— START OF RAW RECORDS —

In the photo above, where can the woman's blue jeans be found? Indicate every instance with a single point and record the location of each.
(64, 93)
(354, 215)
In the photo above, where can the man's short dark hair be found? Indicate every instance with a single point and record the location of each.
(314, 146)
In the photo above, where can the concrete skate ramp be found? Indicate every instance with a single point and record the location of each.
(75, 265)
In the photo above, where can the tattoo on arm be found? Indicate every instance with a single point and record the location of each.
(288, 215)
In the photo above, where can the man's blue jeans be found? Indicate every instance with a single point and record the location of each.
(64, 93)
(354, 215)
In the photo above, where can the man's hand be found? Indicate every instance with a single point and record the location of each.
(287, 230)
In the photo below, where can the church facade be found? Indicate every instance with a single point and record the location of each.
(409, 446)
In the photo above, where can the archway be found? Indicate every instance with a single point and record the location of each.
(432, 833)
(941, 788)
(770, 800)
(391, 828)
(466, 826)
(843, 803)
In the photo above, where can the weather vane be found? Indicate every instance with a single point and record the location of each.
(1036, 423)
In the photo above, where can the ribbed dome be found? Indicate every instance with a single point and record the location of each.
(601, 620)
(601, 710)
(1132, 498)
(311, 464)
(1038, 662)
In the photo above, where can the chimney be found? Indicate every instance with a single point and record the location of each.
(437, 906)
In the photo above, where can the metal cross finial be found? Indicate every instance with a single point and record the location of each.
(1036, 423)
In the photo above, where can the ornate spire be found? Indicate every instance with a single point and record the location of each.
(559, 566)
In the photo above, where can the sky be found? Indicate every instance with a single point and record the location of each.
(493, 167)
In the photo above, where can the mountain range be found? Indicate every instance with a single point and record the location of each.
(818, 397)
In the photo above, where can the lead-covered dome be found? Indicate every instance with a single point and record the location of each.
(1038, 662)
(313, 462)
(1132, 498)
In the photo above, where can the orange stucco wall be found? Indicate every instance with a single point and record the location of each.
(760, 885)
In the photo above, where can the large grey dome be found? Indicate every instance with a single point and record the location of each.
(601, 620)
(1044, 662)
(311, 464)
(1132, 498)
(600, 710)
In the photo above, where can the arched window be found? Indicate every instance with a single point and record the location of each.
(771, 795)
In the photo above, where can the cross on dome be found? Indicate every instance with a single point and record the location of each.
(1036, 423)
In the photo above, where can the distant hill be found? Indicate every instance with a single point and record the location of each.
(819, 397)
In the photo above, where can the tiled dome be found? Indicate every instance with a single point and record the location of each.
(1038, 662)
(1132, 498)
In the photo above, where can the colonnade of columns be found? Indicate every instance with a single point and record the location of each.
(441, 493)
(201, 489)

— END OF RAW RECORDS —

Rewrite the data above, replacing "record the location" with "note the position" everywhere it occurs and leaving everything else unchanged.

In the photo above, where can the woman's blue jeans be found? Indicate every instance with a single point and note the position of each.
(64, 93)
(354, 215)
In the photo above, where can the man's short dark hair be found? Indicate every instance with a single point and note the position of each.
(314, 146)
In the photo above, where can the concrete skate ramp be found? Indicate every instance with a single point and note the position of each.
(75, 265)
In the photo above, where can the tattoo on arm be found? Indicate every instance with a single point and note the position of each.
(288, 215)
In the photo above, where can the man's blue jeans be found? Indicate every instance with a single point and note the position of each.
(64, 93)
(354, 215)
In the photo above, where can the man's hand be found? Indicate every instance with a single point and note the position of each.
(287, 230)
In the photo below, where can the church facade be found? Indicate every instance with a single point and note the position of each.
(409, 446)
In the photo above, where can the archway be found? Indicate every instance with a single point and note the position of each.
(432, 833)
(941, 788)
(770, 800)
(391, 828)
(466, 826)
(843, 803)
In the photo above, where can the weather vane be found? Indicate every instance with a single point and note the position of each.
(1036, 423)
In the photo above, where can the ribbed dome be found? Indicate every instance with a single point and note the position of each.
(601, 620)
(601, 710)
(1132, 498)
(311, 464)
(1038, 662)
In the photo above, where can the chimney be found? Indicate every instance with a single point and note the position of each.
(437, 906)
In the photo above, where can the metal cross finial be found? Indicate every instance with a single point and note the position of each.
(1036, 423)
In the photo above, where can the ornate spire be found? Indicate every instance with a single point and note the position of each.
(559, 566)
In the photo above, where can the sky be found? Indicate every instance with a single point and note the position of each.
(493, 167)
In the photo above, where can the mountain range be found? Indicate every instance with a single point and note the position of each.
(818, 397)
In the photo above, where can the lead-covered dome be found? Indicate every instance with a single point and note the position of each.
(1038, 662)
(313, 462)
(1132, 498)
In the photo above, where can the orange stucco wall be found? Indicate every instance with a single point and note the position of each.
(760, 885)
In the photo above, where can the large grey dome be found? Indicate every instance with a single point and note the position of each.
(601, 620)
(1044, 662)
(311, 464)
(1132, 498)
(600, 710)
In the photo above, where can the arched window be found? Indicate every instance with a single point and note the position of each.
(771, 795)
In the photo above, where can the cross on dome be found? Indicate every instance with a single point and note the position of each.
(1036, 423)
In the photo above, where can the distant hill be found? Indicate every instance with a single point and note the position of each.
(819, 397)
In the photo above, where can the tiled dome be found? Indicate every instance with a single point and note the position of each.
(1038, 662)
(1132, 498)
In the photo above, where can the colonnade of columns be found? Indicate every instance with a single point and note the position of each.
(441, 493)
(201, 489)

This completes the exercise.